> [Задание]
Преобразуйте весь приведенный ниже материал в нумерованный список, опустив пустые строки. Изображения в ответ не включайте.

> [Исходный материал]
+++

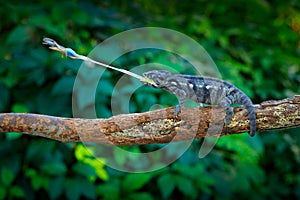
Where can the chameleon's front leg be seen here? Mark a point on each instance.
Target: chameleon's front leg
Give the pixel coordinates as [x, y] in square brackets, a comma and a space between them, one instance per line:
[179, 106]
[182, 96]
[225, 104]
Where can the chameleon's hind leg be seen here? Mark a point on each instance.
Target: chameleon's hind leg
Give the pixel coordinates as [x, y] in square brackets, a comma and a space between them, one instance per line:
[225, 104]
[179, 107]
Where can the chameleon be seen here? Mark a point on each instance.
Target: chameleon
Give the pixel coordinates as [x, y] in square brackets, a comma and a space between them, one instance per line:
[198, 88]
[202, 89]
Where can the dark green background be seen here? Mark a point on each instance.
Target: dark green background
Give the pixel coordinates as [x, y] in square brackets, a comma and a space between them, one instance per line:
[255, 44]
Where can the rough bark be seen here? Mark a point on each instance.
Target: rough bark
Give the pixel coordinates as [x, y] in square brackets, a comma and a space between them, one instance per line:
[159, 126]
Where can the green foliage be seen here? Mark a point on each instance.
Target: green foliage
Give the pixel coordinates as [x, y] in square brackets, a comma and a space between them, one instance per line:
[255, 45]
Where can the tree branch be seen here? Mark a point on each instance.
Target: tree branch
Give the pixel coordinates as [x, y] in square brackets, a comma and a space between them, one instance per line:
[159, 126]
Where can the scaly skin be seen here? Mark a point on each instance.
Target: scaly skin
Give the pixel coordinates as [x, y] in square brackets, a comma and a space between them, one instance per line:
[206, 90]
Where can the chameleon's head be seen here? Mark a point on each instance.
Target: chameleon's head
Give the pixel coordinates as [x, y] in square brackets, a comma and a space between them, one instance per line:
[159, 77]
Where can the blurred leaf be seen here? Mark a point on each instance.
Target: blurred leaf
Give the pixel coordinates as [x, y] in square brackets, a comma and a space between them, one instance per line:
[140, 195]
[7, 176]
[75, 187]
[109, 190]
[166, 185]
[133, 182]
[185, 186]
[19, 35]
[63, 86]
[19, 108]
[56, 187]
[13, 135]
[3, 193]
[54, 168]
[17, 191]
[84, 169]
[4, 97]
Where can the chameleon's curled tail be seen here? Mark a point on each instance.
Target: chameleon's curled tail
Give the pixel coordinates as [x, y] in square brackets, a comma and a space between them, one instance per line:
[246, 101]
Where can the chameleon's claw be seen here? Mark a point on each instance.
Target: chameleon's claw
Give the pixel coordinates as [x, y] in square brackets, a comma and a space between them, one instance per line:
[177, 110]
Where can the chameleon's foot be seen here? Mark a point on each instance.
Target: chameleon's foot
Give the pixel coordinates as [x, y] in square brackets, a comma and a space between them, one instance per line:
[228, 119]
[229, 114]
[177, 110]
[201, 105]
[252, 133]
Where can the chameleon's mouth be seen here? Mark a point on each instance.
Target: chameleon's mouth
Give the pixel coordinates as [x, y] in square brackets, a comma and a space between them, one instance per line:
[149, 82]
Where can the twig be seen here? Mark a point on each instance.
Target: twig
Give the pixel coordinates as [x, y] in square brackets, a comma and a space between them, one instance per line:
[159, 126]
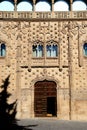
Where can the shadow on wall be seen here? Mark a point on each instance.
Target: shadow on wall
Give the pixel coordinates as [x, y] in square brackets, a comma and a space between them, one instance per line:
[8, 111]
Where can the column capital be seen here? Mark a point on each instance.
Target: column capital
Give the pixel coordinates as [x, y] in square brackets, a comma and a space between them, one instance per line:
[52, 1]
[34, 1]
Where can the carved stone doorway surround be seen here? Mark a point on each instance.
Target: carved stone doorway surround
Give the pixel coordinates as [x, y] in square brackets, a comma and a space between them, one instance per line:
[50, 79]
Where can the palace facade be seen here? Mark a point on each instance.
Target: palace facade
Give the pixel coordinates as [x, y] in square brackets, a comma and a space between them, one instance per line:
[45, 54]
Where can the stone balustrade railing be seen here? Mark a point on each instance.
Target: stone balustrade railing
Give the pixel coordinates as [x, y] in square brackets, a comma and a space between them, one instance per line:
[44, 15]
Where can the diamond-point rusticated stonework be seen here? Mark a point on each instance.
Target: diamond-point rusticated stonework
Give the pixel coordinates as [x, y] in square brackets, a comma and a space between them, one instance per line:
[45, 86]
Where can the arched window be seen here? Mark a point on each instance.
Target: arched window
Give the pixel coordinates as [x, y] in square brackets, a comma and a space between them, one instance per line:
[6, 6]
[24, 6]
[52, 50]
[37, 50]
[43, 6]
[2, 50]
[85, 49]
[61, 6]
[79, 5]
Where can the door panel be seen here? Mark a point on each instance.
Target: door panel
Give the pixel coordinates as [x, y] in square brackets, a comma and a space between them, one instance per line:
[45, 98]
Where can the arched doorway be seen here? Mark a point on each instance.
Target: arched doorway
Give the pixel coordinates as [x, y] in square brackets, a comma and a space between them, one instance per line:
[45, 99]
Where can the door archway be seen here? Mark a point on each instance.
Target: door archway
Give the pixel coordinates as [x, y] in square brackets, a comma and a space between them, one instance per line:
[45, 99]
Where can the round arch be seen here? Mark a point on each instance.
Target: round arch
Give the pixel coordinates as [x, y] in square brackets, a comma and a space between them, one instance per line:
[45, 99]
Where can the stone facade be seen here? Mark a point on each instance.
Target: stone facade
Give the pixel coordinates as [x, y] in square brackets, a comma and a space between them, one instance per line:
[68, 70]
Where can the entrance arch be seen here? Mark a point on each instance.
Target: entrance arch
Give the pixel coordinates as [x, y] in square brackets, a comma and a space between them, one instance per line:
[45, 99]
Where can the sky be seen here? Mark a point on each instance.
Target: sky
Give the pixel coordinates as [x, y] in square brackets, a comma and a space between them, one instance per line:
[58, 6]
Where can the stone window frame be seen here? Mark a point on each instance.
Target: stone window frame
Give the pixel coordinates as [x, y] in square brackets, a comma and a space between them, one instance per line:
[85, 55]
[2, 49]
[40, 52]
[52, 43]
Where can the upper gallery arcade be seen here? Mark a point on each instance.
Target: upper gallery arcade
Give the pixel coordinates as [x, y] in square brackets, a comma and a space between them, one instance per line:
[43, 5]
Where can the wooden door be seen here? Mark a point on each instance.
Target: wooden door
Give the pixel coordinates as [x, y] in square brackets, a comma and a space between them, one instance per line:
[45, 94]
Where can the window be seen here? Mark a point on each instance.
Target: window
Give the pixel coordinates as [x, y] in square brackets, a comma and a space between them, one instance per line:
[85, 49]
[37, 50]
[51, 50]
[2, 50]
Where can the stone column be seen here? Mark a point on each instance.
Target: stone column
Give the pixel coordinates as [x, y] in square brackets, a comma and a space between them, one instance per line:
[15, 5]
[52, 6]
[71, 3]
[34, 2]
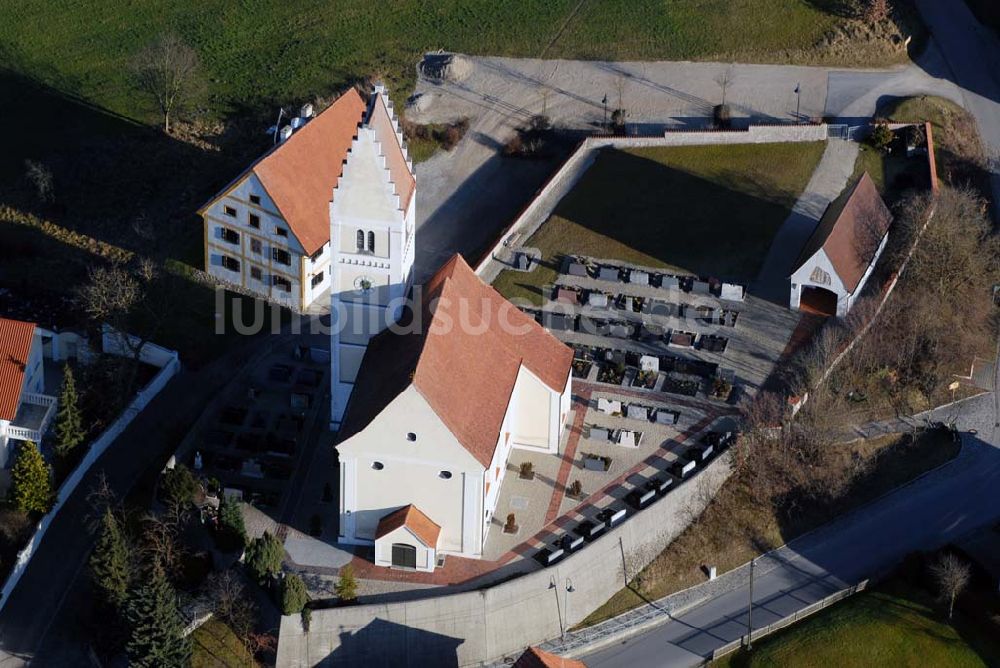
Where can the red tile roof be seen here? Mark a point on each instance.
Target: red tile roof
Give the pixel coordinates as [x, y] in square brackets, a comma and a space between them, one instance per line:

+++

> [Решение задания]
1. Where can the chameleon's front leg be seen here? Mark a point on each instance.
2. Target: chameleon's front leg
3. Give the pixel coordinates as [x, y] in square brackets, a comma and a space between them, one instance per line:
4. [179, 106]
5. [182, 96]
6. [225, 104]
7. Where can the chameleon's hind leg be seen here? Mark a point on each instance.
8. Target: chameleon's hind leg
9. Give the pixel coordinates as [x, y] in square brackets, a comma and a space between them, one instance per line:
10. [225, 104]
11. [179, 107]
12. Where can the chameleon be seen here? Mark a point on each instance.
13. Target: chameleon
14. Give the pixel coordinates as [x, y] in square brackets, a comma and a space between them, one instance per line:
15. [198, 88]
16. [202, 89]
17. Where can the dark green background be seen here? Mark a point on each instance.
18. Target: dark green background
19. Give the pixel coordinates as [x, y] in square brackets, a comma and a space between them, one instance per line:
20. [255, 44]
21. Where can the rough bark be seen here? Mark a point on each instance.
22. Target: rough bark
23. Give the pixel coordinates as [x, y] in square brackets, a comma and a space between them, one instance per line:
24. [159, 126]
25. Where can the green foliage be seen here? Mark a point on each instance.
26. Target: green foliage
27. Give the pixel coordinates as [x, y] in square brackets, a comma and a space between them, one instance per line:
28. [255, 45]
29. Where can the tree branch be seen here? Mark a point on each instance.
30. Target: tree branch
31. Give the pixel coordinates as [x, y] in square brackets, a comma and a space between them, one instance per line:
32. [159, 126]
33. Where can the scaly skin be seen here? Mark a point on each instance.
34. Target: scaly skin
35. Give the pixel coordinates as [x, y] in square brackets, a comma and a space between them, one instance per line:
36. [206, 90]
37. Where can the chameleon's head be seen here? Mark a point on each instance.
38. Target: chameleon's head
39. Give the pixel coordinates as [x, y] in square brackets, a comma and a space between them, one instance per line:
40. [159, 77]
41. Where can the blurred leaf be seen here? Mark a point on each instance.
42. Target: blurred leaf
43. Give the pixel coordinates as [x, y] in square brackets, a comma and a space between them, one instance per line:
44. [140, 195]
45. [7, 176]
46. [75, 187]
47. [109, 190]
48. [166, 185]
49. [133, 182]
50. [185, 186]
51. [19, 35]
52. [63, 86]
53. [19, 108]
54. [56, 187]
55. [13, 135]
56. [3, 193]
57. [54, 168]
58. [17, 191]
59. [84, 169]
60. [4, 97]
61. Where can the chameleon's curled tail be seen here? Mark a point on each instance.
62. Target: chameleon's curled tail
63. Give the pixel coordinates as [x, y] in square brackets, a comma and a space between them, one instance per line:
64. [246, 101]
65. Where can the chameleon's claw be seen here? Mark a point on each instance.
66. Target: chameleon's claw
67. Give the pixel coordinates as [x, y] in square brackets, a comma and a space between them, one instance per line:
68. [177, 110]
69. Where can the chameleon's foot be seen here? Mark a point on each instance.
70. Target: chameleon's foot
71. Give the pixel coordinates as [x, y] in square brackets, a comma and a space between them, one instance per line:
72. [228, 119]
73. [229, 114]
74. [177, 110]
75. [201, 105]
76. [252, 133]
77. Where can the chameleon's mouth be seen here? Mark a point on each instance.
78. Target: chameleon's mouth
79. Give the pixel coordinates as [x, y] in square brackets, a comma and a space between them, one instance per line:
80. [149, 82]
81. Where can the twig be seen here? Mark a point on each instance.
82. Target: twig
83. Give the pixel coordinates as [x, y] in square brackets, a comma and a space between them, one instance per line:
84. [159, 126]
85. Where can the shadow on wall be seen here? Mark a point on each instance.
86. Target: shadow on wall
87. Give the pixel coordinates as [x, y] in square brackets, a comma and a space between them, one instance per line:
88. [8, 111]
89. Where can the column capital be seen here? Mark a point on each instance.
90. Target: column capital
91. Give the pixel coordinates as [x, y] in square brackets, a comma and a space between them, one instance per line:
92. [52, 1]
93. [34, 1]
94. Where can the carved stone doorway surround be seen here? Mark a point on each instance.
95. Target: carved stone doorway surround
96. Give the pixel coordinates as [x, y] in square brackets, a comma and a space between them, one instance per line:
97. [50, 79]
98. Where can the palace facade be seen here? Mark a point on each instance.
99. Target: palace facade
100. Give the pixel coordinates as [x, y] in square brackets, a comma and a space between them, one instance per line:
101. [45, 54]
102. Where can the stone balustrade railing be seen here? Mark a point on each instance.
103. Target: stone balustrade railing
104. Give the pixel coordinates as [x, y] in square brackets, a comma and a space between them, one instance per line:
105. [44, 15]
106. Where can the diamond-point rusticated stonework be seen here? Mark a point on each instance.
107. Target: diamond-point rusticated stonework
108. Give the pixel coordinates as [x, y] in square brackets, a comma and a space between them, one instance per line:
109. [45, 86]
110. Where can the arched window be seen here? Mark a point on each instance.
111. Target: arched window
112. Give the pixel coordinates as [x, y] in square brackets, a comma and a space between them, one instance per line:
113. [6, 6]
114. [24, 6]
115. [52, 50]
116. [37, 50]
117. [43, 6]
118. [2, 50]
119. [85, 49]
120. [61, 6]
121. [79, 5]
122. Where can the door panel be seen here? Mark a point on each instance.
123. Target: door panel
124. Give the pixel coordinates as [x, y] in square brackets, a comma and a space between them, one instance per line:
125. [45, 98]
126. Where can the arched doorway be seen here? Mark a point on each instance.
127. Target: arched doorway
128. Give the pixel coordinates as [x, y] in square brackets, a comma and a space between them, one instance per line:
129. [45, 99]
130. Where can the door archway be seen here? Mark a point on each instance.
131. Target: door archway
132. Give the pixel coordinates as [x, y] in square brackets, a comma and a space between them, one instance per line:
133. [45, 99]
134. Where can the round arch be seen here? Mark a point on each instance.
135. Target: round arch
136. Give the pixel coordinates as [x, y] in square brackets, a comma and a space between them, one instance per line:
137. [45, 99]
138. Where can the stone facade be seen here? Mark a point on each instance.
139. Target: stone facade
140. Give the pixel coordinates as [x, y] in square brackets, a comma and a space between them, one instance per line:
141. [68, 70]
142. Where can the entrance arch be seen here? Mark a point on each instance.
143. Target: entrance arch
144. Give the pixel coordinates as [x, y] in square brackets, a comma and a space between them, one instance per line:
145. [45, 99]
146. Where can the sky be seen here? Mark a point on each instance.
147. Target: sky
148. Give the pixel coordinates as [x, y] in square brackets, a comma and a space between them, one instance per line:
149. [58, 6]
150. Where can the stone window frame be seen here? Mark a point on each instance.
151. Target: stone window frame
152. Give the pixel coordinates as [x, y] in square brackets, a comma and a space between them, one instance per line:
153. [85, 55]
154. [2, 49]
155. [40, 52]
156. [52, 43]
157. Where can the upper gallery arcade be seen here? Mark a point on each instance.
158. Target: upper gallery arcade
159. Give the pixel coordinates as [x, y] in square brackets, a comma and a space between them, one instance per line:
160. [43, 5]
161. Where can the wooden door be seen here? Mark a point on each instance.
162. Target: wooden door
163. Give the pixel coordinates as [x, y] in square brackets, a comma and a space between them, one instance per line:
164. [45, 94]
165. Where can the window be seen here? Mark a point on each instance.
166. Target: window
167. Give the pixel coordinates as [x, y] in square brackets, a comma and a space between them, one instance per line:
168. [85, 49]
169. [37, 50]
170. [51, 50]
171. [2, 50]
172. Where can the stone column be seen here? Mark a point on each instance.
173. Target: stone column
174. Give the pixel coordinates as [x, y] in square brackets, a comma and a space between them, one instance per line:
175. [15, 5]
176. [52, 6]
177. [71, 3]
178. [34, 2]
179. Where can the red tile roof be seen here? Mark a point on each instance.
180. Target: red tile roof
181. Give the pixel coordinates as [x, y] in square brackets, a comma and a space between them, one instance per line:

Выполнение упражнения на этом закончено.